Your assignment —
Go to the line holding "seg: **dark background**" in the data below. Return it and each line after it through the last, exactly, and skip the pictures.

Stored data:
=== Begin Enclosure ===
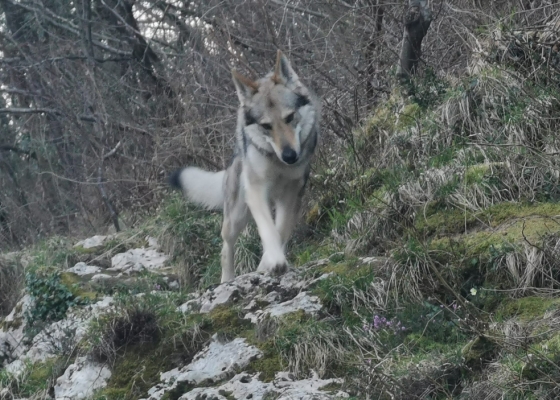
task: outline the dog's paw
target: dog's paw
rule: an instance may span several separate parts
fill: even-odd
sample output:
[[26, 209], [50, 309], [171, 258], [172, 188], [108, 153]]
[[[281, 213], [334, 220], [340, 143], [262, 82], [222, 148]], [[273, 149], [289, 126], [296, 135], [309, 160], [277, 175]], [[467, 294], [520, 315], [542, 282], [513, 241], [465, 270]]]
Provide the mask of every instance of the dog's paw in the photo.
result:
[[257, 268], [262, 274], [282, 275], [288, 270], [288, 260], [283, 254], [273, 255], [265, 252]]

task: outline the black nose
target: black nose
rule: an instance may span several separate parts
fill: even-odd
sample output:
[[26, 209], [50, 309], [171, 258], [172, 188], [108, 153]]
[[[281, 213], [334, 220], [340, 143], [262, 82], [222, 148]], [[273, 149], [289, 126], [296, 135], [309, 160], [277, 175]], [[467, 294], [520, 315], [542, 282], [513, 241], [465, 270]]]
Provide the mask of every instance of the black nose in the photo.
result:
[[289, 147], [284, 147], [284, 150], [282, 150], [282, 161], [286, 164], [295, 163], [297, 161], [297, 153]]

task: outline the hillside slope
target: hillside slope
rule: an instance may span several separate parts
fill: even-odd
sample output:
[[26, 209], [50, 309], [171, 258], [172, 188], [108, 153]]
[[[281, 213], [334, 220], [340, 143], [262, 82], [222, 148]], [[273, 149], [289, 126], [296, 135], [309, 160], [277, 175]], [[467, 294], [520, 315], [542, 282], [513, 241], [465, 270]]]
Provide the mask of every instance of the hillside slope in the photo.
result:
[[252, 228], [219, 285], [220, 214], [178, 196], [3, 255], [0, 397], [558, 398], [556, 24], [395, 90], [318, 164], [283, 277]]

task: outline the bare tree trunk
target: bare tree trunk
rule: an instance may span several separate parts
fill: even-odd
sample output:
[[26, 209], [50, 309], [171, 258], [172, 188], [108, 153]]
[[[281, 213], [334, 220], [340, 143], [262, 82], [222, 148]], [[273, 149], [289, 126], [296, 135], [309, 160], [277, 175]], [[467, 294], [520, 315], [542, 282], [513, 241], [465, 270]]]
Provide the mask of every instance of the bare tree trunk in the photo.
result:
[[103, 202], [105, 203], [107, 209], [109, 210], [109, 215], [111, 215], [111, 220], [113, 221], [113, 225], [115, 226], [115, 230], [117, 232], [121, 231], [121, 227], [119, 225], [119, 211], [117, 210], [117, 208], [115, 207], [111, 199], [109, 198], [109, 195], [107, 194], [107, 190], [105, 189], [105, 185], [103, 184], [103, 169], [104, 169], [103, 163], [107, 158], [115, 155], [119, 147], [121, 147], [120, 141], [117, 143], [117, 145], [113, 150], [101, 156], [101, 163], [99, 164], [99, 168], [97, 170], [97, 187], [99, 189], [99, 193], [101, 194], [101, 198], [103, 199]]
[[427, 0], [409, 0], [404, 16], [404, 38], [397, 76], [406, 81], [415, 75], [422, 55], [422, 40], [432, 23], [432, 11]]
[[383, 0], [374, 0], [373, 3], [375, 27], [366, 49], [366, 102], [368, 110], [371, 110], [375, 104], [375, 87], [373, 86], [373, 80], [375, 79], [375, 50], [382, 34], [384, 12]]

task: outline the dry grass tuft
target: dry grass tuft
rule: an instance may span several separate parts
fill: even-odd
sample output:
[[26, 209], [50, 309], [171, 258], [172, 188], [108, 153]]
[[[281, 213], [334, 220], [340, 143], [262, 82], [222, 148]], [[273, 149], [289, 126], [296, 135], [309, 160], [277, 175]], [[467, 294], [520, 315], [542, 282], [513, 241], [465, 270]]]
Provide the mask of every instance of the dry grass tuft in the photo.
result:
[[19, 260], [0, 258], [0, 317], [12, 311], [24, 286], [25, 273]]

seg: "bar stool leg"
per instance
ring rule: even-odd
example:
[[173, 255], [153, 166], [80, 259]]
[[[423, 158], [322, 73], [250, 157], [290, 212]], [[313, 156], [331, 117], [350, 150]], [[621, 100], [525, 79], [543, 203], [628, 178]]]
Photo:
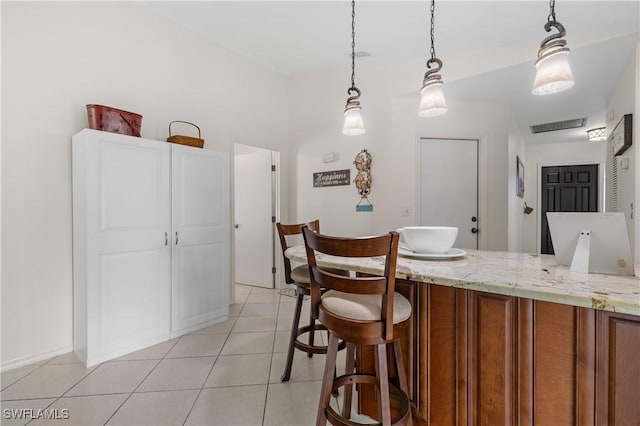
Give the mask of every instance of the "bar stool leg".
[[329, 345], [327, 346], [327, 360], [324, 364], [324, 376], [322, 377], [322, 390], [320, 392], [320, 403], [318, 404], [318, 416], [316, 426], [327, 424], [326, 408], [331, 402], [331, 388], [333, 387], [333, 377], [336, 371], [336, 357], [338, 355], [338, 338], [329, 333]]
[[[400, 341], [394, 340], [393, 343], [393, 354], [396, 360], [396, 369], [398, 370], [396, 373], [398, 375], [398, 382], [400, 384], [400, 390], [407, 394], [407, 398], [409, 398], [409, 385], [407, 384], [407, 370], [404, 369], [404, 359], [402, 358], [402, 350], [400, 349]], [[408, 426], [413, 426], [413, 417], [411, 416], [411, 407], [409, 407], [409, 421], [407, 422]]]
[[[309, 313], [309, 326], [311, 327], [311, 331], [309, 332], [309, 346], [313, 346], [313, 341], [316, 337], [316, 320], [313, 319], [311, 313]], [[313, 357], [313, 352], [307, 352], [307, 357]]]
[[391, 426], [391, 405], [389, 401], [389, 371], [387, 369], [387, 345], [376, 345], [376, 379], [378, 381], [378, 405], [383, 426]]
[[[344, 374], [354, 374], [356, 371], [356, 345], [347, 343], [347, 362]], [[351, 399], [353, 396], [353, 384], [346, 385], [344, 390], [344, 399], [342, 400], [342, 416], [346, 419], [351, 418]]]
[[304, 294], [302, 294], [296, 287], [296, 294], [298, 298], [296, 300], [296, 311], [293, 315], [293, 324], [291, 324], [291, 337], [289, 338], [289, 350], [287, 352], [287, 365], [282, 373], [281, 381], [287, 382], [291, 377], [291, 366], [293, 365], [293, 352], [296, 349], [296, 337], [298, 335], [298, 327], [300, 326], [300, 313], [302, 312], [302, 301], [304, 300]]

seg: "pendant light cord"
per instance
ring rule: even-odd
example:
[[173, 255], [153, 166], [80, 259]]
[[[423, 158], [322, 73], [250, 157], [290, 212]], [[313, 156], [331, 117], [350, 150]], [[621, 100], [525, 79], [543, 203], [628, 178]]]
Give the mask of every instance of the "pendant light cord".
[[431, 59], [436, 58], [436, 48], [435, 48], [435, 0], [431, 0]]
[[[432, 83], [442, 83], [441, 76], [438, 74], [442, 69], [442, 61], [436, 58], [436, 43], [435, 43], [435, 0], [431, 0], [431, 58], [427, 61], [428, 71], [424, 75], [422, 87], [426, 87]], [[433, 69], [432, 69], [433, 68]]]
[[351, 89], [356, 88], [356, 1], [351, 0]]
[[547, 21], [556, 21], [556, 0], [549, 0], [549, 16]]

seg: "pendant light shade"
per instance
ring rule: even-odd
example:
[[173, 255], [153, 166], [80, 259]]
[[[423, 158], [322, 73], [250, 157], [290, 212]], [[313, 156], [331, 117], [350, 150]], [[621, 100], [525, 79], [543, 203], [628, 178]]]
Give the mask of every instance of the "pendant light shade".
[[549, 95], [570, 89], [575, 81], [567, 56], [569, 52], [557, 52], [536, 61], [534, 95]]
[[420, 117], [436, 117], [447, 112], [447, 101], [442, 91], [442, 76], [439, 74], [442, 61], [436, 58], [434, 21], [435, 1], [431, 0], [431, 58], [427, 61], [428, 71], [424, 75], [422, 89], [420, 89], [420, 108], [418, 109]]
[[423, 86], [420, 91], [420, 117], [436, 117], [447, 112], [447, 101], [442, 93], [442, 80]]
[[349, 97], [344, 107], [344, 125], [342, 134], [356, 136], [364, 133], [362, 107], [360, 106], [360, 89], [356, 87], [356, 2], [351, 1], [351, 87], [347, 90]]
[[[356, 136], [364, 133], [364, 121], [362, 121], [362, 107], [357, 100], [360, 97], [360, 90], [354, 88], [357, 96], [351, 96], [347, 99], [347, 106], [344, 109], [344, 126], [342, 134], [348, 136]], [[349, 89], [351, 93], [351, 89]]]
[[567, 41], [563, 39], [567, 35], [564, 26], [556, 21], [555, 0], [549, 3], [551, 12], [544, 26], [546, 32], [556, 29], [557, 34], [552, 34], [542, 40], [536, 61], [536, 77], [533, 81], [531, 93], [534, 95], [549, 95], [562, 92], [575, 84], [571, 66], [567, 56], [569, 48]]

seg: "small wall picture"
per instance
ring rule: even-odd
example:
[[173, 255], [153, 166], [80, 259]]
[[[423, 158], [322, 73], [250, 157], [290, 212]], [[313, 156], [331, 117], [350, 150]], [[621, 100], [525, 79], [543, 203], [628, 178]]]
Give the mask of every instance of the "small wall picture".
[[516, 155], [516, 195], [524, 198], [524, 164], [519, 155]]

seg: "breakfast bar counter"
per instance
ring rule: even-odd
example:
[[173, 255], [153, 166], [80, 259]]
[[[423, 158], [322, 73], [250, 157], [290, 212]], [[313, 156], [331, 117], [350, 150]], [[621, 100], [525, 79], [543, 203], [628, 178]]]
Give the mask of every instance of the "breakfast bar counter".
[[[303, 246], [286, 256], [306, 262]], [[317, 260], [365, 274], [383, 268], [378, 258]], [[398, 256], [396, 291], [413, 306], [401, 341], [414, 424], [639, 425], [639, 269], [583, 274], [550, 255], [482, 250]], [[370, 354], [360, 362], [367, 370]], [[371, 395], [360, 394], [375, 417]]]
[[[399, 255], [396, 277], [506, 296], [640, 315], [640, 265], [635, 277], [583, 274], [556, 265], [553, 255], [465, 249], [451, 260], [422, 260]], [[286, 256], [306, 262], [304, 246]], [[332, 258], [318, 254], [318, 264], [368, 274], [382, 272], [382, 259]]]

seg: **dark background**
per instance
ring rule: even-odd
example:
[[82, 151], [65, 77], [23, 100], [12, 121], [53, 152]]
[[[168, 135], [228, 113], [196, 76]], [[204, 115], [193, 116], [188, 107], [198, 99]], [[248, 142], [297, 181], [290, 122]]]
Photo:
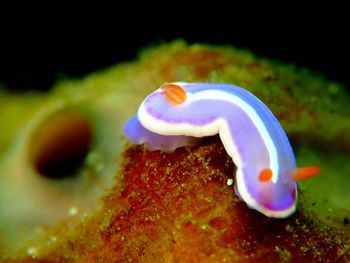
=== End Enclosure ===
Problem solution —
seg: **dark background**
per instance
ring rule: even-odd
example:
[[82, 151], [65, 77], [23, 100], [12, 121], [53, 152]]
[[[168, 135], [228, 113], [196, 76]], [[204, 115], [193, 116], [188, 107], [198, 99]], [[248, 142], [297, 181], [290, 122]]]
Photo:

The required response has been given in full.